begin DATA EXCERPTS

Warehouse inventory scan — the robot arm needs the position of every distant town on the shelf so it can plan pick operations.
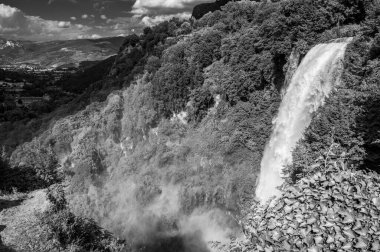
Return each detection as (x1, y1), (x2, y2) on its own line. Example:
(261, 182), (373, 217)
(0, 64), (78, 114)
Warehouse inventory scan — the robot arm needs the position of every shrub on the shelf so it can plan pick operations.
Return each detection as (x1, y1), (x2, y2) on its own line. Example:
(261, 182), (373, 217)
(40, 186), (127, 252)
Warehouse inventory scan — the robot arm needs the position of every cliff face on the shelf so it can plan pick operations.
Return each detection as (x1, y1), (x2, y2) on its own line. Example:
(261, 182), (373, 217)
(5, 1), (380, 251)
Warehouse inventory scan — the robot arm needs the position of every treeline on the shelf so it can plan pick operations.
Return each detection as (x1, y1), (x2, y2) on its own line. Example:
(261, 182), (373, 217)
(55, 56), (116, 94)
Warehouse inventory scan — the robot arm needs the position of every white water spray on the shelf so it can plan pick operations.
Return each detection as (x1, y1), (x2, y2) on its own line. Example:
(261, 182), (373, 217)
(256, 38), (351, 202)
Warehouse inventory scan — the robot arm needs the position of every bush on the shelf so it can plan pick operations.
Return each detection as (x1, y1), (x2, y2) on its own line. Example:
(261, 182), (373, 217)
(40, 186), (127, 252)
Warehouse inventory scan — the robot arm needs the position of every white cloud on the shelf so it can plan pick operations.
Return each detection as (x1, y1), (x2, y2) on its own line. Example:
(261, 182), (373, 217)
(91, 34), (102, 39)
(141, 12), (191, 26)
(58, 21), (71, 28)
(48, 0), (78, 4)
(131, 0), (210, 15)
(0, 4), (91, 40)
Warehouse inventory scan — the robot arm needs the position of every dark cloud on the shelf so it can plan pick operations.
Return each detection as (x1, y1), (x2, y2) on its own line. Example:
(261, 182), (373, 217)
(0, 0), (202, 40)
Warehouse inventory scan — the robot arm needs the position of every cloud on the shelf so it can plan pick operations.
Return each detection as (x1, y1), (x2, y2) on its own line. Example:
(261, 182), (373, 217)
(58, 21), (71, 28)
(141, 12), (191, 26)
(131, 0), (210, 15)
(0, 4), (91, 40)
(48, 0), (78, 5)
(91, 34), (102, 39)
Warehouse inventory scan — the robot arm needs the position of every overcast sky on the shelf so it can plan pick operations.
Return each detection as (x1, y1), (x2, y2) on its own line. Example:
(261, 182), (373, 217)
(0, 0), (208, 41)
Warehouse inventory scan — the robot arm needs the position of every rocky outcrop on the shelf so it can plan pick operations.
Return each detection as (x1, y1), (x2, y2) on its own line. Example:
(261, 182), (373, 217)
(245, 163), (380, 251)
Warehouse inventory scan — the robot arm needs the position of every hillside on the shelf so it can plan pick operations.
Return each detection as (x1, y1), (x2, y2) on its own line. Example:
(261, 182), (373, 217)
(0, 0), (380, 252)
(0, 37), (124, 69)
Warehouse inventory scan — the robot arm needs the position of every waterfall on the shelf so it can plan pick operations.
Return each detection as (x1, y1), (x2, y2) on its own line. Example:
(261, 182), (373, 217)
(256, 38), (351, 202)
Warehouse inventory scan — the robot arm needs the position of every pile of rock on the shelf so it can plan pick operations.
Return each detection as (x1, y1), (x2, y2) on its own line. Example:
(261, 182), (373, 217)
(244, 167), (380, 251)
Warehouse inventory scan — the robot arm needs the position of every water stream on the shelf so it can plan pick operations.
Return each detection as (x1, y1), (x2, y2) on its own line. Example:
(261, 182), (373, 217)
(256, 38), (351, 202)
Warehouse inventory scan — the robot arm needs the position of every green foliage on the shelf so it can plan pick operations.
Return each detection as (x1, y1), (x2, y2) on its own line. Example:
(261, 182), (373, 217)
(152, 29), (222, 117)
(0, 152), (57, 193)
(40, 186), (127, 252)
(289, 37), (380, 180)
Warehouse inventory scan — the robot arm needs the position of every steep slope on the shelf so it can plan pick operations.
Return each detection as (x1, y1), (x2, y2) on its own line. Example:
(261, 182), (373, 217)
(2, 0), (379, 252)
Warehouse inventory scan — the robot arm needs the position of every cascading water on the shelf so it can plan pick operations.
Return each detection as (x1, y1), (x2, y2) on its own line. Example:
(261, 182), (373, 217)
(256, 38), (351, 202)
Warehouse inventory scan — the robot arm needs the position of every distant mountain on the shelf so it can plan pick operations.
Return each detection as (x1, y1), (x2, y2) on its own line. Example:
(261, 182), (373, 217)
(0, 37), (124, 68)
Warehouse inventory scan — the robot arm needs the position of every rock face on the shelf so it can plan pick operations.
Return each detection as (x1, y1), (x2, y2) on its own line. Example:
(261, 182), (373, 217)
(192, 0), (231, 19)
(245, 164), (380, 251)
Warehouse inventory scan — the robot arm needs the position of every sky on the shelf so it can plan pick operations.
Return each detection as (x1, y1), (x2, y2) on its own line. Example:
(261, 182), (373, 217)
(0, 0), (208, 41)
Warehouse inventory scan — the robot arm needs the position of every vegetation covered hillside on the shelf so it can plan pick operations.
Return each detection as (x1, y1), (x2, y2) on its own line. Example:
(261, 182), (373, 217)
(0, 0), (380, 251)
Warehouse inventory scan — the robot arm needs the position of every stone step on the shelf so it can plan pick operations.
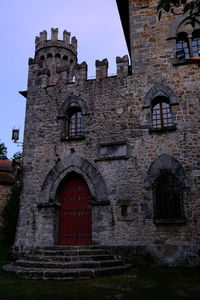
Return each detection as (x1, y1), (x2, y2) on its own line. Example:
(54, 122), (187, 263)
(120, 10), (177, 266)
(34, 245), (104, 251)
(15, 259), (124, 269)
(25, 254), (115, 262)
(32, 248), (108, 256)
(3, 264), (129, 280)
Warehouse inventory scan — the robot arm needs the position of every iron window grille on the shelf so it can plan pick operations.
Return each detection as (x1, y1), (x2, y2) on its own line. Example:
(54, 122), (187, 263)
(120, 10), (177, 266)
(152, 98), (173, 129)
(176, 32), (190, 59)
(192, 29), (200, 57)
(66, 108), (83, 138)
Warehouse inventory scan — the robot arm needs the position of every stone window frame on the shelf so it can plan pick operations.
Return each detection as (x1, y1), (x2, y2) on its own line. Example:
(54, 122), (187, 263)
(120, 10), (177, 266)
(166, 13), (200, 66)
(116, 200), (134, 221)
(142, 84), (179, 133)
(144, 153), (191, 225)
(57, 95), (89, 141)
(152, 169), (185, 224)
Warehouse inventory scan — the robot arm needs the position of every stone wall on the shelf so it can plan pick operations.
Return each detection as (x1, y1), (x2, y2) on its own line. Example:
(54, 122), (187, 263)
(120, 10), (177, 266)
(15, 1), (200, 263)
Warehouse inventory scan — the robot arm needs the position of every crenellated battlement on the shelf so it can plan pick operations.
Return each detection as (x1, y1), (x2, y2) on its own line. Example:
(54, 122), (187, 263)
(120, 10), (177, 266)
(29, 28), (129, 87)
(35, 28), (77, 55)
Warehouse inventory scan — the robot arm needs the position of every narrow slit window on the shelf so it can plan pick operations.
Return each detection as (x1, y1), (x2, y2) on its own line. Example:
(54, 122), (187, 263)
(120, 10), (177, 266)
(67, 109), (83, 138)
(176, 32), (190, 59)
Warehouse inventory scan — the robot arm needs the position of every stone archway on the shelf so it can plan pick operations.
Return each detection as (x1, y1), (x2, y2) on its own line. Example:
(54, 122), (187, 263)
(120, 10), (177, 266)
(57, 172), (92, 245)
(39, 154), (109, 205)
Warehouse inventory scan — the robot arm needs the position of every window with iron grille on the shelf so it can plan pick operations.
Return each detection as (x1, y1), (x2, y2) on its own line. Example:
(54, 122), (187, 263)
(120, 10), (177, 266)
(66, 108), (83, 138)
(192, 29), (200, 57)
(152, 97), (173, 129)
(176, 32), (190, 59)
(153, 171), (183, 220)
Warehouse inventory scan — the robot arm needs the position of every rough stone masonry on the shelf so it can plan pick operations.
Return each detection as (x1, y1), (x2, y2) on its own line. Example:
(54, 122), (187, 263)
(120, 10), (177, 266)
(13, 0), (200, 265)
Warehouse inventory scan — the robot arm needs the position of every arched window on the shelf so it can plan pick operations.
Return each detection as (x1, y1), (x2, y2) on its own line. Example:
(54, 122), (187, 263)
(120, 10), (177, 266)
(192, 29), (200, 57)
(176, 32), (190, 59)
(66, 107), (83, 138)
(152, 97), (173, 129)
(153, 170), (183, 222)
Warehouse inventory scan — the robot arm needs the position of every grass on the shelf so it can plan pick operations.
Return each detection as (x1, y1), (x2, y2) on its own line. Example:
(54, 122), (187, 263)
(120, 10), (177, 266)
(0, 247), (200, 300)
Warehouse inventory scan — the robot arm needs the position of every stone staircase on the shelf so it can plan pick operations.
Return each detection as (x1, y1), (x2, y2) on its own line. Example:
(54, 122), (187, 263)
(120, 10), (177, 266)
(3, 246), (130, 280)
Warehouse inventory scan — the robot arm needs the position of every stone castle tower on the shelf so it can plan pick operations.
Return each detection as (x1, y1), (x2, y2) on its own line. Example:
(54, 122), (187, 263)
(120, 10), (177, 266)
(13, 0), (200, 265)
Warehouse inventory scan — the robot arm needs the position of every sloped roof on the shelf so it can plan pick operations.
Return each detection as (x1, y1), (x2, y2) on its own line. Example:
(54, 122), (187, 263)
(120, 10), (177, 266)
(116, 0), (131, 54)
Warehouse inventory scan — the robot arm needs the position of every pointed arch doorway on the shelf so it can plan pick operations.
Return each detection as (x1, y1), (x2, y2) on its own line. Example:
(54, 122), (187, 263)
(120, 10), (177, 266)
(58, 174), (92, 245)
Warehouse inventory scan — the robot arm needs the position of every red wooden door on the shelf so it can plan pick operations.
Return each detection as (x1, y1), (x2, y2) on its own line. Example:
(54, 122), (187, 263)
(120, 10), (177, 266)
(58, 176), (92, 245)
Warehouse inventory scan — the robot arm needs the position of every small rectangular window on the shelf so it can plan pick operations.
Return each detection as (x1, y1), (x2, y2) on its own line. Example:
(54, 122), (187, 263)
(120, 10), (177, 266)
(121, 205), (128, 217)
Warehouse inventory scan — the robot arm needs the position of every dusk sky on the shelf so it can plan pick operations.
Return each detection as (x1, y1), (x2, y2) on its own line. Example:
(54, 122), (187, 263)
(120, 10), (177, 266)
(0, 0), (128, 158)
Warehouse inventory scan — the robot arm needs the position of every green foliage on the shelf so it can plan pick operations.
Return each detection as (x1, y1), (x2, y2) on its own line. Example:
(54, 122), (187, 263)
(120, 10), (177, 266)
(0, 143), (8, 159)
(157, 0), (200, 20)
(0, 185), (21, 246)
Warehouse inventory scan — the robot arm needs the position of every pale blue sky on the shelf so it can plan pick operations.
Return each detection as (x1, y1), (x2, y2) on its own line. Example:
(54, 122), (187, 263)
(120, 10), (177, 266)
(0, 0), (128, 158)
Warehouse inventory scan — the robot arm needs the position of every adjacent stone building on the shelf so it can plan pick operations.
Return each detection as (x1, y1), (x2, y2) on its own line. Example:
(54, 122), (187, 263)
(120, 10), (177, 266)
(0, 159), (15, 220)
(13, 0), (200, 265)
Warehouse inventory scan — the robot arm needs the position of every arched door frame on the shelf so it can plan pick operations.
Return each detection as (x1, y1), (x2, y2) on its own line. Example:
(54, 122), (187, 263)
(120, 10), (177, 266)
(39, 154), (108, 204)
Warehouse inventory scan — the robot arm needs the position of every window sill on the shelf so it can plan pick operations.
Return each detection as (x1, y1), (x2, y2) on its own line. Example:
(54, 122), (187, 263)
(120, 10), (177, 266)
(61, 135), (85, 141)
(149, 125), (176, 133)
(154, 218), (185, 225)
(173, 58), (200, 66)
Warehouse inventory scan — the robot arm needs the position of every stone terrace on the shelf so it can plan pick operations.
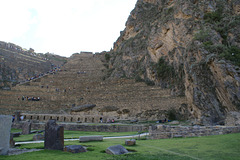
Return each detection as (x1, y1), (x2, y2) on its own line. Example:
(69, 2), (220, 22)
(0, 53), (186, 122)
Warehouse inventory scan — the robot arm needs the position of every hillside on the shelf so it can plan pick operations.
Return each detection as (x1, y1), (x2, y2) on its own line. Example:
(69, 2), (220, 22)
(106, 0), (240, 124)
(0, 53), (187, 122)
(0, 41), (66, 89)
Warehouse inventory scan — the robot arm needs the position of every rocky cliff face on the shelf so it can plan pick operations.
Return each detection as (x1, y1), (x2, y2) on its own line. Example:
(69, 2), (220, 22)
(105, 0), (240, 124)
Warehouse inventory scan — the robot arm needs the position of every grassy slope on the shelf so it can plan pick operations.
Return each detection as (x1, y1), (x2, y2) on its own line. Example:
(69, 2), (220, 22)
(0, 133), (240, 160)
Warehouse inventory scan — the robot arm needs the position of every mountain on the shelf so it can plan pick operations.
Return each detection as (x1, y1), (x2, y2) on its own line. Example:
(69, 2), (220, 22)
(0, 41), (66, 89)
(105, 0), (240, 125)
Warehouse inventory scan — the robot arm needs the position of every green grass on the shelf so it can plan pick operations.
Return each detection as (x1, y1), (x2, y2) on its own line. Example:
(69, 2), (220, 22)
(0, 133), (240, 160)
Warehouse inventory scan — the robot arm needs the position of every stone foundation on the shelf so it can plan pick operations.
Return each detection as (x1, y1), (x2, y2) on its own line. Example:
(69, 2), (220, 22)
(12, 122), (149, 132)
(21, 113), (107, 123)
(149, 125), (240, 139)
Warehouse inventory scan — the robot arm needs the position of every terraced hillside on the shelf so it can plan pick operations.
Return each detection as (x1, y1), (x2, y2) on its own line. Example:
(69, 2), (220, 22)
(0, 53), (187, 120)
(0, 41), (65, 89)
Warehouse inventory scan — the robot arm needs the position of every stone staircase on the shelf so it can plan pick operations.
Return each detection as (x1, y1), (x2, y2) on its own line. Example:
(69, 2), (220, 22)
(0, 53), (186, 122)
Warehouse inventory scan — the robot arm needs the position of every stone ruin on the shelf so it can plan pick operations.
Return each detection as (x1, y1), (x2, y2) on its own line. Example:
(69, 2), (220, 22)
(22, 122), (32, 135)
(0, 115), (12, 155)
(44, 119), (64, 150)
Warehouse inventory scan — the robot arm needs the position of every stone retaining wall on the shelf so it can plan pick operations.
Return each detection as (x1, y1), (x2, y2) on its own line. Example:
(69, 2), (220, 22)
(12, 122), (149, 132)
(149, 125), (240, 139)
(21, 113), (107, 123)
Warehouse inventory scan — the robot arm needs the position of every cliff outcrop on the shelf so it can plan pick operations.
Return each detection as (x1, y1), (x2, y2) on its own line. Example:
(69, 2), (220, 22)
(105, 0), (240, 124)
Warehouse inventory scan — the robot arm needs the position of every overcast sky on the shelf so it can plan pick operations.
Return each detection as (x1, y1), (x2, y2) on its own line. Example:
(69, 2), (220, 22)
(0, 0), (137, 57)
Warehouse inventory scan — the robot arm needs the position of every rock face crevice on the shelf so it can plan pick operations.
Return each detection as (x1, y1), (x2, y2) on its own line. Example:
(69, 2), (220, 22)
(109, 0), (240, 124)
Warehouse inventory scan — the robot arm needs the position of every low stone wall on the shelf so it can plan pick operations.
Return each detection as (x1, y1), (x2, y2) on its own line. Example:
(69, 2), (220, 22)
(149, 125), (240, 139)
(21, 113), (107, 123)
(12, 122), (149, 132)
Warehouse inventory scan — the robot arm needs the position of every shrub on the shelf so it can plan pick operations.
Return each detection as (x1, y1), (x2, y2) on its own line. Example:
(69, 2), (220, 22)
(145, 79), (155, 86)
(156, 57), (174, 79)
(167, 108), (177, 120)
(105, 53), (111, 62)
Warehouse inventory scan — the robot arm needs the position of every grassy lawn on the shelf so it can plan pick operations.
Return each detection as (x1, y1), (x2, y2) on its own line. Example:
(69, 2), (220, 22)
(0, 132), (240, 160)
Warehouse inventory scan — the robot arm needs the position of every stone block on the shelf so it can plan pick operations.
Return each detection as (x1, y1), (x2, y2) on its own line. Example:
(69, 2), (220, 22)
(12, 132), (21, 137)
(9, 133), (15, 148)
(79, 136), (103, 142)
(106, 145), (128, 155)
(22, 122), (32, 135)
(44, 119), (64, 150)
(125, 139), (136, 146)
(64, 145), (87, 153)
(0, 115), (12, 155)
(33, 134), (44, 141)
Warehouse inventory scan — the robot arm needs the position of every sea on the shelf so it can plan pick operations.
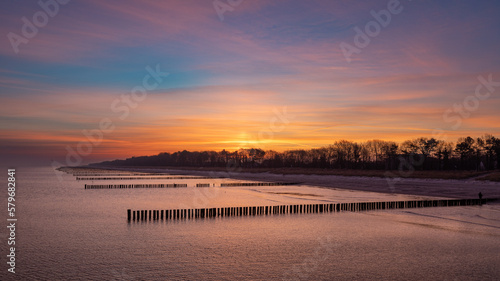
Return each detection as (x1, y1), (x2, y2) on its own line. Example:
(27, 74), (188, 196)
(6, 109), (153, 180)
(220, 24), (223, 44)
(0, 167), (500, 280)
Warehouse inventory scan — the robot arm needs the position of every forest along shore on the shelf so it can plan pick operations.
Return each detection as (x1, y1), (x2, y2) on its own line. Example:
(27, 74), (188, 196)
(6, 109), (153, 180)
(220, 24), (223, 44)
(94, 166), (500, 198)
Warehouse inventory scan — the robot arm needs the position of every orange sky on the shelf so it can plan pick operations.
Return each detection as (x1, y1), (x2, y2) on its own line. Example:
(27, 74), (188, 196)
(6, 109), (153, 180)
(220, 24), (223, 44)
(0, 0), (500, 164)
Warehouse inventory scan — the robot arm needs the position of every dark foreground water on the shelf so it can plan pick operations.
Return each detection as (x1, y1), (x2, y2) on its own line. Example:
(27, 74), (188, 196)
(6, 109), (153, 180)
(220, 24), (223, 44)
(0, 168), (500, 280)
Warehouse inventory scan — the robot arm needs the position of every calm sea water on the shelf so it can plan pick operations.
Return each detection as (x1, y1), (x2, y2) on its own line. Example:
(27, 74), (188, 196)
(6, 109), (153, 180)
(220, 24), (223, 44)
(0, 168), (500, 280)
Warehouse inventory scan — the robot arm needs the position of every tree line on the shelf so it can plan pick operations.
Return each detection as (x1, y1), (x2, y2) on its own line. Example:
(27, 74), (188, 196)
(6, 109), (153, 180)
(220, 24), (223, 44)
(99, 135), (500, 170)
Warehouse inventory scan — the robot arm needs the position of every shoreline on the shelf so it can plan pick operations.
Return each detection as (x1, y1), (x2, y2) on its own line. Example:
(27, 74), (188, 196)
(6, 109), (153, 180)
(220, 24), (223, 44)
(88, 166), (500, 199)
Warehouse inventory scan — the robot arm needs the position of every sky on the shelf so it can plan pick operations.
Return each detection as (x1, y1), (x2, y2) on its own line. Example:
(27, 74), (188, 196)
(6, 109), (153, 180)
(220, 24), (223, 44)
(0, 0), (500, 165)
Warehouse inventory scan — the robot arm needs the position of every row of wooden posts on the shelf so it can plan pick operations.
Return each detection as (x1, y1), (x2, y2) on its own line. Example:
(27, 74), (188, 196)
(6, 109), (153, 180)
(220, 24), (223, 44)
(76, 176), (214, 181)
(85, 183), (187, 189)
(127, 199), (497, 222)
(220, 182), (297, 187)
(85, 182), (295, 189)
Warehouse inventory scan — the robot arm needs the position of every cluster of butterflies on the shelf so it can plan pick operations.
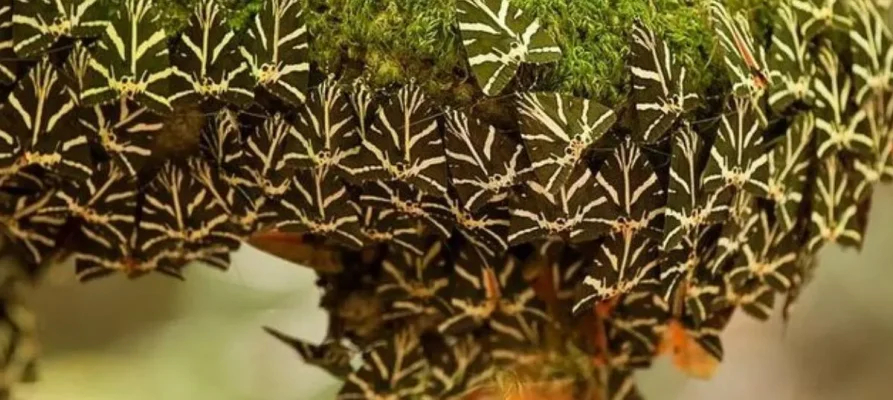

end DATA EXCERPTS

Please rewrite every line from "of every red" down to "(0, 185), (21, 246)", replacing "shelf" with "rack" and leaving everything else the same.

Warehouse inventory scan — the robot arm needs the position of every red wooden door on the rack so it can plan pick operations.
Return each detection as (x1, y1), (x2, y2) on its own line. Example:
(54, 122), (187, 263)
(120, 10), (177, 266)
(58, 176), (92, 245)
Warehouse inventory scan — the robot arm needs the position of every small rectangular window on the rack so it can plan pick operations.
Return each detection as (x1, y1), (x2, y2) on its own line. Example:
(54, 122), (187, 263)
(120, 10), (177, 266)
(121, 205), (128, 217)
Warehouse inventory scan — the robot arm needs the position of every dusk sky on the rack so it can plan pick operations.
Return each detection as (x1, y1), (x2, y2) on its own line. Example:
(54, 122), (187, 263)
(120, 10), (177, 266)
(0, 0), (128, 158)
Warehouse inventory scan — the robot arm needs the position of every green foliage on the rack so it can plan pick operations.
Return each detection as (x1, y1), (x2, y2) on its own line. Example:
(54, 122), (187, 263)
(120, 10), (177, 266)
(0, 143), (8, 159)
(157, 0), (200, 20)
(0, 185), (21, 246)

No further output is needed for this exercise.